■ **Reading passage**:

····················

Saint Bartholomew’s Day Massacre

It is an unfortunate accident of history – insofar as we may speak of accidents, when all things are guided in their providential design by a good and provident God – that today’s feast is connected with one of the more scandalous events in the history of the Church, the massacre that goes by the name of this Apostle, which he would have abhorred.

The sixteenth century, following upon the chaos unleashed by the Protestant revolt against the unity of Christendom, saw a series of brutal ‘wars of religion’, which also involved territorial, national and ethnic claims. As Chesterton once quipped, it is not as though religion is not worth fighting for; rather, it is in the end the only thing worth fighting for. If religion be that which is ‘master of our affections’, as Saint Thomas put it, that in which we put our faith and from which we direct all our lives: God, hearth, home, family, kith, kin, property, life and limb. What else would we fight for, if these realities most near and dear are attacked in their very roots?

It is thus that we should see the massacre on this day – one of those historical cudgels with which many beat the Catholic Church. On August 24th, 1572, a momentous wedding took place – Margaret of Valois, sister of the French King, Charles IX, daughter of the powerful Catherine de Medici, was set to marry the handsome. Bourbon prince, Henry of Navarre. Now, Henry was a Protestant Huguenot – the term for a French Calvinist.

Catherine thought that the match would help heal tensions between the Catholics and Huguenots, which were running high – just over a month before, on July 2, 1572, Calvinist troops had tortured and murdered nineteen innocent priests in Gorkum, Holland, their bodies left hanging from the rafters.

The effect, alas, was opposite to what Catherine hoped, and the Catholics in Paris – a city then staunchly attached to and protective of the Faith, thought that the Huguenot elite, concentrated in great numbers in the capital city for the upcoming nuptials, would take the opportunity to launch a dastardly surprise attack upon them. Perhaps, perhaps not.

One way or the other, the Catholics decided to strike first, and what makes this even more distressing is that Catherine de Medici, along with her weak, vacillating kingly son, Charles, both seem to have been murkily implicated in urging the attack.

Whatever the details – and you may read of them at length, but caveat lector – not long after midnight in the early morning of this day, the bells struck Matins, and Catholics began massacring what Huguenots they could find, beginning with Admiral Coligny, their leader, and proceeding from there; the slaughter continued for days, and the number of dead unknown, but estimated at least in the thousands, men, women and children.

····················

■ **Data provided**:
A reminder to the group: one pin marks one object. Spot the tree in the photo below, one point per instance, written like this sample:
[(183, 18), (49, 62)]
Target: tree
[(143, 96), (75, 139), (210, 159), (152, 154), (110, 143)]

····················

■ **Tasks to carry out**:
1 > Answer these questions from the passage on the Saint Bartholomew's Day Massacre:
(a) On what date did the wedding of Margaret of Valois take place?
(b) How many priests were murdered in Gorkum on July 2, 1572?
(c) Whom did the massacre begin with?
2 > Duplicate the section of the passage on the Saint Bartholomew's Day Massacre that opens with the words containing "One way or the" and closes with "women and children.".

■ **Task-by-task outputs**:
1 >
(a) August 24th, 1572.
(b) Nineteen.
(c) Admiral Coligny, the Huguenots' leader.

2 >
One way or the other, the Catholics decided to strike first, and what makes this even more distressing is that Catherine de Medici, along with her weak, vacillating kingly son, Charles, both seem to have been murkily implicated in urging the attack.

Whatever the details – and you may read of them at length, but caveat lector – not long after midnight in the early morning of this day, the bells struck Matins, and Catholics began massacring what Huguenots they could find, beginning with Admiral Coligny, their leader, and proceeding from there; the slaughter continued for days, and the number of dead unknown, but estimated at least in the thousands, men, women and children.